## Exercise brief
Emit only the lines from the line containing "above for light" through the last line of the entries, unchanged.

[Excerpts of labeled region data]
+++

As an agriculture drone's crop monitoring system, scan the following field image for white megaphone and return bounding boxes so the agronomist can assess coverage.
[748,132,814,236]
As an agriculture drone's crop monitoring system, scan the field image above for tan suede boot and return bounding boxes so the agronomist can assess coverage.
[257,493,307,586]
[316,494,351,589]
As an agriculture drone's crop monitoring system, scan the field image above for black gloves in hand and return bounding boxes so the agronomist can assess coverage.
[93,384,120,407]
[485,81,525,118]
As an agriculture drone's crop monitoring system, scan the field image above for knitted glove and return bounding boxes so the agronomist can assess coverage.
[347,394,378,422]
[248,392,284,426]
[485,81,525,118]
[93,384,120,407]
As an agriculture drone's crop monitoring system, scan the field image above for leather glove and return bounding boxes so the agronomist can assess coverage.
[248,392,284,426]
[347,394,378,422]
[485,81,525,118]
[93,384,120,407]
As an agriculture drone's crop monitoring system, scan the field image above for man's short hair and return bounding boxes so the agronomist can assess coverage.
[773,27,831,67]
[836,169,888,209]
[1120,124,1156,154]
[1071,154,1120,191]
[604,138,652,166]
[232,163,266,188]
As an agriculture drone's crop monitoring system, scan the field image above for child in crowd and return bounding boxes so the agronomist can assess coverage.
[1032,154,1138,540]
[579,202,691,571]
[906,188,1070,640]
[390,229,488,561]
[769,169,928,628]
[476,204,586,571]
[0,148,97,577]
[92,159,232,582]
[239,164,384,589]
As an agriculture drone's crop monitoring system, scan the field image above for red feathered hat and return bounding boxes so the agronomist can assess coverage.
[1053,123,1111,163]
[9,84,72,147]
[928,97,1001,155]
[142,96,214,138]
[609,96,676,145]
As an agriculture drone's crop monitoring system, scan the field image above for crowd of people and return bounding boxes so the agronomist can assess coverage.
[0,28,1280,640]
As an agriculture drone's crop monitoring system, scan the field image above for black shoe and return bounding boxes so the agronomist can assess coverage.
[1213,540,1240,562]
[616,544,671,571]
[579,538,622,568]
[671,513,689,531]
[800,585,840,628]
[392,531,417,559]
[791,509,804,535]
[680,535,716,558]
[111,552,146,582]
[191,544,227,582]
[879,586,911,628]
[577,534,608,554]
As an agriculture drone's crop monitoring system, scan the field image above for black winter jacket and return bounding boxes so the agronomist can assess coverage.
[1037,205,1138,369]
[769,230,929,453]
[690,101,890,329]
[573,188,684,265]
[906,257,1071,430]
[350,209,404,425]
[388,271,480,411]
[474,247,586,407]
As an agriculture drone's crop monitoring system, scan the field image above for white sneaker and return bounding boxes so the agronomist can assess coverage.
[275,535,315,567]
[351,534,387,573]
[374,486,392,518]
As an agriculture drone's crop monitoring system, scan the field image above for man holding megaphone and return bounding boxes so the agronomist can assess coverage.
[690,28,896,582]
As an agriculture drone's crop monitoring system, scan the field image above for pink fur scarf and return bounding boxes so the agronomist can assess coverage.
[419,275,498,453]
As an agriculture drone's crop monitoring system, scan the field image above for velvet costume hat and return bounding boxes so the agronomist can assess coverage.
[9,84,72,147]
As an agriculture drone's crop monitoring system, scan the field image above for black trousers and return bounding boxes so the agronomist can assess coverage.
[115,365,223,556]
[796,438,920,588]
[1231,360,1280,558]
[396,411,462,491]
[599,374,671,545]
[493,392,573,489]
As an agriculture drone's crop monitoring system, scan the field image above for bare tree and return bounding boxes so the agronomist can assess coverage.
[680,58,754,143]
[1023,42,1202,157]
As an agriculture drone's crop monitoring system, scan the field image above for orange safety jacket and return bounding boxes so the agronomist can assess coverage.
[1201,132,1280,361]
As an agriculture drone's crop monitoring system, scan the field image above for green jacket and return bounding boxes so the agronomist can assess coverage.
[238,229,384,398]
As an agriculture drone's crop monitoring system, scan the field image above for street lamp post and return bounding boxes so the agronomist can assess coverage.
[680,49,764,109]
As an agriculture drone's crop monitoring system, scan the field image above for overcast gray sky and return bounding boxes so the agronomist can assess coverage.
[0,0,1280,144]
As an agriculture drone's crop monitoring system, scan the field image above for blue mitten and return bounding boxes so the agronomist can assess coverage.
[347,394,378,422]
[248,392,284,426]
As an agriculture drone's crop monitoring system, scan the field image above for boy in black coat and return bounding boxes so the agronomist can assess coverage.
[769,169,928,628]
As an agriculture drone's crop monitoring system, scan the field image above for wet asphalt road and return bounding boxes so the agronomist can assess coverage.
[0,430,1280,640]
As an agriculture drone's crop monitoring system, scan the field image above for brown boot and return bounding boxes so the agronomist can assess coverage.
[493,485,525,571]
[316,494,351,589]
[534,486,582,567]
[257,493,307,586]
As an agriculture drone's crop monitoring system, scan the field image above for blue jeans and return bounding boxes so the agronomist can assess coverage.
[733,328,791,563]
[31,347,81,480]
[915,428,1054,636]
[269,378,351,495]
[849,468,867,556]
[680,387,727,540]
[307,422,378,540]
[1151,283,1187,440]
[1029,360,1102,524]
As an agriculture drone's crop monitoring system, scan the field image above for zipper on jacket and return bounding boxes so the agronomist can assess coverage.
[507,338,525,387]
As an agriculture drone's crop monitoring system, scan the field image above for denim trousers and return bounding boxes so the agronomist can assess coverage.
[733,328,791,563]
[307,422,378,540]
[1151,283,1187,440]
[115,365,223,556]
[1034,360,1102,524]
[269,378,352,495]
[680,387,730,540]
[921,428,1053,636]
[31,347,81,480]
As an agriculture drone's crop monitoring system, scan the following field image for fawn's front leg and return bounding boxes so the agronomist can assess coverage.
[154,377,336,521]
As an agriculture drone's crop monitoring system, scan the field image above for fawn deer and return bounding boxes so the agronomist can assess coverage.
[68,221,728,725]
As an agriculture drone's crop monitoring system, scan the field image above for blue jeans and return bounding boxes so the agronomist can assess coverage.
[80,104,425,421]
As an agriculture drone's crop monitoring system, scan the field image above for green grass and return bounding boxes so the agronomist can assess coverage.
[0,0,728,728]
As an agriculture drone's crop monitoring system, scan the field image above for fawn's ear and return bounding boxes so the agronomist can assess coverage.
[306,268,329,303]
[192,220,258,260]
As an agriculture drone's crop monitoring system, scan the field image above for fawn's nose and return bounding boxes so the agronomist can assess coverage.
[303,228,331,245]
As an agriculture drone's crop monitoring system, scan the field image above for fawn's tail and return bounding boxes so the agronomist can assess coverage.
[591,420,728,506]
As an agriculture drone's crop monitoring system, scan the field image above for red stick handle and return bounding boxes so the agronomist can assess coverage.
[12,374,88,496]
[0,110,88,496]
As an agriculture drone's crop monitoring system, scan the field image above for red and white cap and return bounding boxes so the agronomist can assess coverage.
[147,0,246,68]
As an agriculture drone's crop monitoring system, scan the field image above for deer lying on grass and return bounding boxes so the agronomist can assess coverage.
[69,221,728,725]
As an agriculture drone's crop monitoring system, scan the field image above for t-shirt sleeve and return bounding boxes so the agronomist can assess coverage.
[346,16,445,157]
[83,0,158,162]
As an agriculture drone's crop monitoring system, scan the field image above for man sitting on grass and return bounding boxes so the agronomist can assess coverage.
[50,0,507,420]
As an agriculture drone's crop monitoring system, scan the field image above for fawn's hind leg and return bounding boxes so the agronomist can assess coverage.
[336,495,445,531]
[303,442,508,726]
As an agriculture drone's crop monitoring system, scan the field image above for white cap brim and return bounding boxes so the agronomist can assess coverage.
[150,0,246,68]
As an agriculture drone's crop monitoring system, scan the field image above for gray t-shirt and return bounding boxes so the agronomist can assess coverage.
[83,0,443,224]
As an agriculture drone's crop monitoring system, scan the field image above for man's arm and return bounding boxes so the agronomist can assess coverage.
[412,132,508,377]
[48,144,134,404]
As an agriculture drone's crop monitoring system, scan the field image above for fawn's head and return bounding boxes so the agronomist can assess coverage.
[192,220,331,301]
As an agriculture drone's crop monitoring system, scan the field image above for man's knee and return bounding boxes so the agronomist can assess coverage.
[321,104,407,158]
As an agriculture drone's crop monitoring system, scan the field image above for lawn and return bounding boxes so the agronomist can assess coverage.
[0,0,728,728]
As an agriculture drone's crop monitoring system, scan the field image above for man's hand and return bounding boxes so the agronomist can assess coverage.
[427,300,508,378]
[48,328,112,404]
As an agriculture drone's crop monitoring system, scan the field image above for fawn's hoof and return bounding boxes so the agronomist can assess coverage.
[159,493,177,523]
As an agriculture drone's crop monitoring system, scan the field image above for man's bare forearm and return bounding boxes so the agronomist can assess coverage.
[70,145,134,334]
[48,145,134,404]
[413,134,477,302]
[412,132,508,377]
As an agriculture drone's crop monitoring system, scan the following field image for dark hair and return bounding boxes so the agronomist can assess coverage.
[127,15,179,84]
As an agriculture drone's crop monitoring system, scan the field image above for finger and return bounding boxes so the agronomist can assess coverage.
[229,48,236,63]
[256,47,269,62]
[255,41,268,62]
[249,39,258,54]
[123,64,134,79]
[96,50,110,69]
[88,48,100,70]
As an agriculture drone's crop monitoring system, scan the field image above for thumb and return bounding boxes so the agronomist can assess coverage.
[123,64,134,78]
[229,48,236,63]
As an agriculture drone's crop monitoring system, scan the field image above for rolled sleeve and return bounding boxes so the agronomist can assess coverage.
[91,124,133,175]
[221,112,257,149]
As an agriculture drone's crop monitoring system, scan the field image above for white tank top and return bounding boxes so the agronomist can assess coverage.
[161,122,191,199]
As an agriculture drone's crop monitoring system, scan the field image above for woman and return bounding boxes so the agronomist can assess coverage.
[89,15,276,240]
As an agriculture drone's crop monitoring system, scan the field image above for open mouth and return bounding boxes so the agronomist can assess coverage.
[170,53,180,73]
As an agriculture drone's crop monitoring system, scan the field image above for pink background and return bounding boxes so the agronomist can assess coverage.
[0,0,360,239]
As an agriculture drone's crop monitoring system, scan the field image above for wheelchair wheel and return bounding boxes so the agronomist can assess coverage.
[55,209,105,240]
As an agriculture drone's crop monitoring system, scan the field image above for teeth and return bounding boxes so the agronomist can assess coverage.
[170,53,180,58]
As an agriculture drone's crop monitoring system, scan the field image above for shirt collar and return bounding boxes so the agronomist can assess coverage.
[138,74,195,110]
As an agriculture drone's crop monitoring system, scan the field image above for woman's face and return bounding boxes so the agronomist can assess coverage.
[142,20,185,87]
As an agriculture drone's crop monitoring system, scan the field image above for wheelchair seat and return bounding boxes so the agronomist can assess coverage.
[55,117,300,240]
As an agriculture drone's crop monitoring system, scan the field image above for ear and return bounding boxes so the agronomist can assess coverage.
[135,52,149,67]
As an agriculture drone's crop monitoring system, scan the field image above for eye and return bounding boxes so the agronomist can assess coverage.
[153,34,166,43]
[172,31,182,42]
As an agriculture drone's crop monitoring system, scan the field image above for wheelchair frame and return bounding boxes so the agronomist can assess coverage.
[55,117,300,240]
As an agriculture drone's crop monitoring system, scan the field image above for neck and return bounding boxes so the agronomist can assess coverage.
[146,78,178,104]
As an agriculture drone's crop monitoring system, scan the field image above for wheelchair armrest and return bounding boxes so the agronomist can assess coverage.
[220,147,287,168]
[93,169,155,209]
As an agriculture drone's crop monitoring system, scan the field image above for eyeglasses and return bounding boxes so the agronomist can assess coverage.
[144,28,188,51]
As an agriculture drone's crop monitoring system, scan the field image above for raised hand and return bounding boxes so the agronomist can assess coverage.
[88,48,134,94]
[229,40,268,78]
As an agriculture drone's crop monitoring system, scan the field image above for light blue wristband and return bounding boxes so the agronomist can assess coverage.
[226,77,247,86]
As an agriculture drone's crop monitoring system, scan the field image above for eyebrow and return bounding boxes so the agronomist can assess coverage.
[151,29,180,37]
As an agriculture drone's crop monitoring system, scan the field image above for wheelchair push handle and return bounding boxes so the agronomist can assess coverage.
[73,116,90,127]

+++

## Task result
As an agriculture drone's crop monitoring system, scan the field image above for light blue wristband and return bounding boxes so the agronomist can assess coverage.
[226,77,247,86]
As an agriculture drone's crop monitoring system, scan the field image above for eyebrow and return bounding boxes so the agronomist can assess coverage.
[151,29,180,37]
As an agriculture drone's crop monitoring system, scan the field image above for wheelchair push handle and return bounding boxes so the agronomist can assess coverage.
[73,116,90,127]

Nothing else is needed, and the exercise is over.